--- Start of RECORDS FOR THIS EXERCISE ---
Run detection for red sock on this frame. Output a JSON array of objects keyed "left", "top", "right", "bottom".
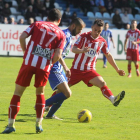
[
  {"left": 51, "top": 91, "right": 56, "bottom": 97},
  {"left": 101, "top": 86, "right": 113, "bottom": 99},
  {"left": 135, "top": 64, "right": 139, "bottom": 70},
  {"left": 36, "top": 94, "right": 45, "bottom": 118},
  {"left": 9, "top": 95, "right": 20, "bottom": 119},
  {"left": 128, "top": 64, "right": 131, "bottom": 73},
  {"left": 49, "top": 91, "right": 56, "bottom": 107}
]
--- End of RECORDS FOR THIS EXERCISE ---
* _WRITTEN REQUEST_
Copy out all the items above again with "red sock" switched to "striped sock" and nothing else changed. Leave the pictures out.

* _ANSWER BELOW_
Run detection for striped sock on this frame. Output a JSON array of objects keyed "left", "top", "right", "bottom".
[
  {"left": 51, "top": 91, "right": 56, "bottom": 97},
  {"left": 101, "top": 86, "right": 113, "bottom": 99},
  {"left": 135, "top": 64, "right": 139, "bottom": 70},
  {"left": 36, "top": 94, "right": 45, "bottom": 118},
  {"left": 9, "top": 95, "right": 20, "bottom": 119},
  {"left": 128, "top": 64, "right": 131, "bottom": 73},
  {"left": 49, "top": 91, "right": 56, "bottom": 107}
]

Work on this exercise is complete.